* _The input_:
☆ ☆ ☆ ☆ ☆

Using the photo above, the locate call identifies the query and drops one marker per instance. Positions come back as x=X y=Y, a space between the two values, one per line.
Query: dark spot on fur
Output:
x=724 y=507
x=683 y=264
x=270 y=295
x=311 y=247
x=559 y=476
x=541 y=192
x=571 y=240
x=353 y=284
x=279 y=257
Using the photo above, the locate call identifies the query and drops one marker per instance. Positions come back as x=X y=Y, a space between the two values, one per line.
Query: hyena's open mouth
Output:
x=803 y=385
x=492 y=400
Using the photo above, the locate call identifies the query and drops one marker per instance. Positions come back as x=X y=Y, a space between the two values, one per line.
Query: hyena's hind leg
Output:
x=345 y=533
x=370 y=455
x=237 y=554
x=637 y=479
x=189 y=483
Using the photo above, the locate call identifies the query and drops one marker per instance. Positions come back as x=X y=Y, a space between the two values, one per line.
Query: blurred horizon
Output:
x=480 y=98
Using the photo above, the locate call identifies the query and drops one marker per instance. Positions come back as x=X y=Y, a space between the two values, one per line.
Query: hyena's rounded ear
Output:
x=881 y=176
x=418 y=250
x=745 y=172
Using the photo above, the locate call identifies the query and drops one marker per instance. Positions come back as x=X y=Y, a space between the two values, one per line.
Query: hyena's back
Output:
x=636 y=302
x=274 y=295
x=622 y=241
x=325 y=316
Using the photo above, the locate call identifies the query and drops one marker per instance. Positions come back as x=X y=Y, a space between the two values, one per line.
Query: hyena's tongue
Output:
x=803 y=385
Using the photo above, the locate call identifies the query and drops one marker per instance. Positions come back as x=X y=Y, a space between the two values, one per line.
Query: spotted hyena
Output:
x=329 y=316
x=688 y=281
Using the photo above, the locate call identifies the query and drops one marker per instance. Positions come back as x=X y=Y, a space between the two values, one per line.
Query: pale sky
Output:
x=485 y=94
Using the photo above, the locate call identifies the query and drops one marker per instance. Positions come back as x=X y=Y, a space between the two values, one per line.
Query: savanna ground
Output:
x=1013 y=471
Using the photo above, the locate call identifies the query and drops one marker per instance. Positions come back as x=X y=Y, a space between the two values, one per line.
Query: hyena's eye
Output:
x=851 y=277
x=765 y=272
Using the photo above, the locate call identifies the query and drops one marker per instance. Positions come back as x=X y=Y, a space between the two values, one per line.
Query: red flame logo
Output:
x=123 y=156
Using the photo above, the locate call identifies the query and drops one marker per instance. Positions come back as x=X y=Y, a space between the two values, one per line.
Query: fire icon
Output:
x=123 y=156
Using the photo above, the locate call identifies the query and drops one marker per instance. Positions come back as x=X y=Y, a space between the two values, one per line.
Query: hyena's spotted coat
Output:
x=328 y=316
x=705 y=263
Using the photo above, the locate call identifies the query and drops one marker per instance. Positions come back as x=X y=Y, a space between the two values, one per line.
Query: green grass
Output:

☆ ☆ ☆ ☆ ☆

* _What the task asks_: Select every line in the data above that contains the word "spotted" and copy each of those lines in full.

* _Correct answer_:
Query: spotted hyena
Query: hyena's spotted coat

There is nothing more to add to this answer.